Stored data entries
•••
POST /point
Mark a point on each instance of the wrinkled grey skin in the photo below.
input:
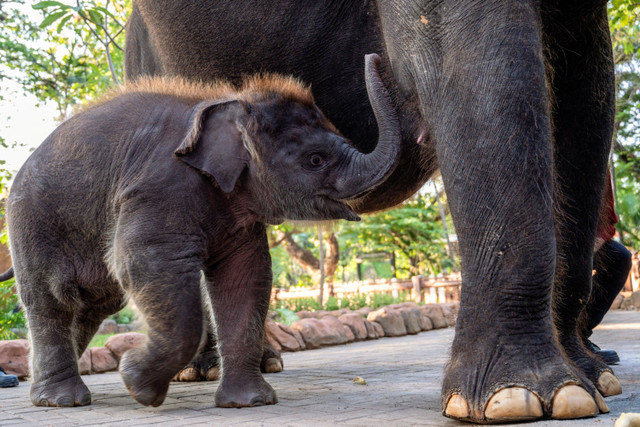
(512, 100)
(164, 198)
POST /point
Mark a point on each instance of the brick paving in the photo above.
(316, 389)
•••
Description of the task:
Repeat each of the entries above exactly, but do not carry over the pictures.

Solved exercise:
POST /point
Mark a point on each instance of the wrinkled grey skin in the photo below.
input:
(512, 100)
(164, 198)
POST /point
Mark a point on each instance of the brick paving in the photo above.
(316, 389)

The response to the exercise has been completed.